* Was zu tun ist
Wann wurde laut dem Text über das Personalpaket der EU das Modell ersonnen, nach dem der Spitzenkandidat der stärksten Fraktion Kommissionspräsident wird?

* Ausgangstext
::::::::::

Politik Das Personalpaket der EU: Ein dritter Weg

Das wird knifflig für die Europaparlamentarier: Eigentlich müssten sie die Staats- und Regierungschefs an die Wand fahren lassen. Doch was dann? Vielleicht gibt es ja einen eleganteren Weg aus der Patsche.

Was nun, Europas Volksvertreter? Sollten sie das Personalpaket der EU-Staats- und Regierungschefs mit geballter Faust in der Tasche passieren lassen? Oder sollten sie es ablehnen und dem Europäischen Rat einen Denkzettel verpassen?

Es gibt gute Gründe, die Macrons, Contes, Orbans und Co. gegen die Wand fahren zu lassen. Die Geschichte des EU-Parlaments ist gepflastert mit Kampf und Krampf. Den Regierenden in Europas Hauptstädten mussten Beteiligungsmöglichkeiten und -rechte abgetrotzt werden. Das Prinzip, wonach der Spitzenkandidat der stärksten Fraktion im EU-Parlament oder jener, der eine Mehrheit hinter sich scharen kann, Kommissionspräsident wird, ist Teil dieser langen parlamentarischen Emanzipationsgeschichte.

Das Modell ist in den europäischen Verträgen nicht verankert, wohl wahr. Aber es wurde vor der Wahl 2014 ersonnen, von den Regierenden widerwillig akzeptiert und nach der Wahl in die Praxis umgesetzt. Das Ergebnis – Kommissionspräsident Jean-Claude Juncker – war nicht das schlechteste.

Das soll nun alles nicht mehr gelten? Einige Staats- und Regierungschefs wollen das Rad zurückdrehen. Sie wollen sich per Federstrich die Entscheidungshoheit zurückholen. Lässt sich das Parlament das gefallen, verzwergt es sich. Das wäre eine schlechte Entwicklung. Und das wäre ein Schlag ins Gesicht jener, die die Fortentwicklung Europas wollen und für die Demokratisierung ihre Stimme abgegeben haben. So gesehen, haben die Staats- und Regierungschef einen Denkzettel verdient, einen dicken sogar.

::::::::::

* Einträge im Datensatz
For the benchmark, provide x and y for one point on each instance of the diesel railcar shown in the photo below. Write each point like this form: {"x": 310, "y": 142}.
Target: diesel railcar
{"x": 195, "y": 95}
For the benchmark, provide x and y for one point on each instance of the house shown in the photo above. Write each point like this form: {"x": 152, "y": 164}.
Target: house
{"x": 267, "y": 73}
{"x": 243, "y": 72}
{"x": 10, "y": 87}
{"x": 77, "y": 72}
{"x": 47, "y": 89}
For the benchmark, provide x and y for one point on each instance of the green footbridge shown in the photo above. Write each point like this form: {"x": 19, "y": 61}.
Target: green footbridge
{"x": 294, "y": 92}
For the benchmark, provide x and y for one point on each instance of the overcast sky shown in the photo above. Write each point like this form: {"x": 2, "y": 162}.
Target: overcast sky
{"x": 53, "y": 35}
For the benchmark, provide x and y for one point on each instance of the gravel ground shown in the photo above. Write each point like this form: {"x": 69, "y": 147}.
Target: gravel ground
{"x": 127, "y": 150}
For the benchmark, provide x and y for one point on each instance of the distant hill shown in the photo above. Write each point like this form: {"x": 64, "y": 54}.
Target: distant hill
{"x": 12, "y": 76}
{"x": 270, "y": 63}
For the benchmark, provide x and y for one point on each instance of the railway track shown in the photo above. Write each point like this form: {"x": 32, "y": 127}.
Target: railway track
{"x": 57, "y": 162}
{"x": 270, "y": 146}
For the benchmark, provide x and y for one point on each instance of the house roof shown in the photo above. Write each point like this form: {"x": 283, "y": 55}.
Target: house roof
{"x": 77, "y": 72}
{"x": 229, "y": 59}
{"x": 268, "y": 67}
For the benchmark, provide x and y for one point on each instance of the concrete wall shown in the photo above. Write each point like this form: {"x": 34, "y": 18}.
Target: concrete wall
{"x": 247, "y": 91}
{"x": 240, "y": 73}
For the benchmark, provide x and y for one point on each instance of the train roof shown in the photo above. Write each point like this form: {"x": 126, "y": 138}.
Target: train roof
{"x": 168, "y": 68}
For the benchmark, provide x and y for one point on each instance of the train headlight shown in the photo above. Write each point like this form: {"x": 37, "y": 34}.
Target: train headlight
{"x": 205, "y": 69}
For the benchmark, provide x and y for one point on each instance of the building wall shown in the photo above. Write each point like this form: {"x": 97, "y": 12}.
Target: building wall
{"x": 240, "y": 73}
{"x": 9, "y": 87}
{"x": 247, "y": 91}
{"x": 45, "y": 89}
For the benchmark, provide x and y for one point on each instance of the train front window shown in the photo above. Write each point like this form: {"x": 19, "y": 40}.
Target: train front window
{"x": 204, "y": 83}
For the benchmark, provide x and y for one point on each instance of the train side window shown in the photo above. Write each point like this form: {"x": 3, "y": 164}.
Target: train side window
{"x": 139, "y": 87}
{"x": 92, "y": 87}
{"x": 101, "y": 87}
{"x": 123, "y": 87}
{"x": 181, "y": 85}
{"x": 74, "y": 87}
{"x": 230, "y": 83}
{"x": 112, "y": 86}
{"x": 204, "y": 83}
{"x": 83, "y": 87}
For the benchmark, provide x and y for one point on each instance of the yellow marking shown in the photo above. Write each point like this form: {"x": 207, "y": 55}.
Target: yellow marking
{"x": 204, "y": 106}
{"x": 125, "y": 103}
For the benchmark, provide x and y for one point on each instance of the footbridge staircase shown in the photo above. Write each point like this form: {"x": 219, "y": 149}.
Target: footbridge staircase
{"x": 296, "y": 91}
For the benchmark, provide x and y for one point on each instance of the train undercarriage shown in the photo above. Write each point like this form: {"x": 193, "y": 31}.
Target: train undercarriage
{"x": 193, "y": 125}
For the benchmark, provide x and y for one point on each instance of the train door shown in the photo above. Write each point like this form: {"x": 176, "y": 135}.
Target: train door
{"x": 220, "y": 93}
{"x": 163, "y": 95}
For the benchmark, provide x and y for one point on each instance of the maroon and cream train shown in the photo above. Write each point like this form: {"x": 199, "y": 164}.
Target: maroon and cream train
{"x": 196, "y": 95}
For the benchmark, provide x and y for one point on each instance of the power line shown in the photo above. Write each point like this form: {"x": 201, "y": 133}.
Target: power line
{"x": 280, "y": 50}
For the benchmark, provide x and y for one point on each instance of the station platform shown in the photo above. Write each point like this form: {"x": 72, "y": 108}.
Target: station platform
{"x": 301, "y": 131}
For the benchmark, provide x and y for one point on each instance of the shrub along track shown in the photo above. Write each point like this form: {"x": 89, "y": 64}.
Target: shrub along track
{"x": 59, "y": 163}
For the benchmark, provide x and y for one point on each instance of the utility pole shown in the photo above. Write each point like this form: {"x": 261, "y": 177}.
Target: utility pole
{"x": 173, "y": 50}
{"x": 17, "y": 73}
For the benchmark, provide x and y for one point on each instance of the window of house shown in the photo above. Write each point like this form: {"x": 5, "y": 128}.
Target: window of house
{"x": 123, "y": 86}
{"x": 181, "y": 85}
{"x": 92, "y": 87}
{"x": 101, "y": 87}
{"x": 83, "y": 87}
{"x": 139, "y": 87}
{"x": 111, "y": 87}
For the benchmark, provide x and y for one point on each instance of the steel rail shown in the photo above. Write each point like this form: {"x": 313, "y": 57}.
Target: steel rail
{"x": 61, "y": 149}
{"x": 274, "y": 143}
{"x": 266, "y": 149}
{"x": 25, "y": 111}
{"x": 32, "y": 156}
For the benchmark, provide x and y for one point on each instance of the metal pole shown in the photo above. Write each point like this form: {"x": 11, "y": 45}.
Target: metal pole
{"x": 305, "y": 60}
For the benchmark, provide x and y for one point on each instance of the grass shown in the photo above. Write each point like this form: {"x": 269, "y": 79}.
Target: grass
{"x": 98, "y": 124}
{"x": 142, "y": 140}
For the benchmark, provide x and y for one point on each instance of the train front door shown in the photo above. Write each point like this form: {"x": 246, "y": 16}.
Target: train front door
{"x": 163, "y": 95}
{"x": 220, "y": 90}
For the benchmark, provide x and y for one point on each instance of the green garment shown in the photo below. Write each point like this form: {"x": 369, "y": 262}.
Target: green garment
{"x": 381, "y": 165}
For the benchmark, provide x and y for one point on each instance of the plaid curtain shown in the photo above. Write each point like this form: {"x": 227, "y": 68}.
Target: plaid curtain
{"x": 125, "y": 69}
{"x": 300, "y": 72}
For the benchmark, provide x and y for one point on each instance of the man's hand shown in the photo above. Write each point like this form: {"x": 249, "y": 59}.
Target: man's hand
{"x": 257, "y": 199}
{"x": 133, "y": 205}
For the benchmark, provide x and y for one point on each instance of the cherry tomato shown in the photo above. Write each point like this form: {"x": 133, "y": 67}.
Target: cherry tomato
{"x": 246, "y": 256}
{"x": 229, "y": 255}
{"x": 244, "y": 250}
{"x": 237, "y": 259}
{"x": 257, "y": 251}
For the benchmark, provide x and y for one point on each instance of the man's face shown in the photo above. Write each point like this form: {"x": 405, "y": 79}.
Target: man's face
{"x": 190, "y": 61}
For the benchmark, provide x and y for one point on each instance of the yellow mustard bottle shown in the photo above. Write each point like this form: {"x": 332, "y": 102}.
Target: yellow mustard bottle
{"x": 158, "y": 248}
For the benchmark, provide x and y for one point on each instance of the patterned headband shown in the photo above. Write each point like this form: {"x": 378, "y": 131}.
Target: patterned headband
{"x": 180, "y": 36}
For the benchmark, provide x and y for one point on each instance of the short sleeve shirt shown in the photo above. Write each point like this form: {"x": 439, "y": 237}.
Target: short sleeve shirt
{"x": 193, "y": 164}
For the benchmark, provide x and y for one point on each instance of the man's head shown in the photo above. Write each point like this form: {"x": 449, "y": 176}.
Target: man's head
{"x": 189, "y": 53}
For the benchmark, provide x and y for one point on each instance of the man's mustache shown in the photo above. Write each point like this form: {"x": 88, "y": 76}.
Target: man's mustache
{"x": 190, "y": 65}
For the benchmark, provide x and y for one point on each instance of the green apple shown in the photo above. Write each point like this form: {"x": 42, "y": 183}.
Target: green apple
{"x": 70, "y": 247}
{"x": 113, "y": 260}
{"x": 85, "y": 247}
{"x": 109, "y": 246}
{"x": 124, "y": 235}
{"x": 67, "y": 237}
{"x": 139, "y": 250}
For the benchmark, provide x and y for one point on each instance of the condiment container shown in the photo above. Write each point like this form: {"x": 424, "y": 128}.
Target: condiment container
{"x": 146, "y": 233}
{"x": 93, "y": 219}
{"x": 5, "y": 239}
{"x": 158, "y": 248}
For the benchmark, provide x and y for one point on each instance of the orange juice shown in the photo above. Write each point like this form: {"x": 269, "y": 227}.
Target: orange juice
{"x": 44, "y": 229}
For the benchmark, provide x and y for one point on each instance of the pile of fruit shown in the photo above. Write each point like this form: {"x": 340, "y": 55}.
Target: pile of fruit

::::::::::

* Gelöste Aufgabe
Das Modell wurde vor der Wahl 2014 ersonnen.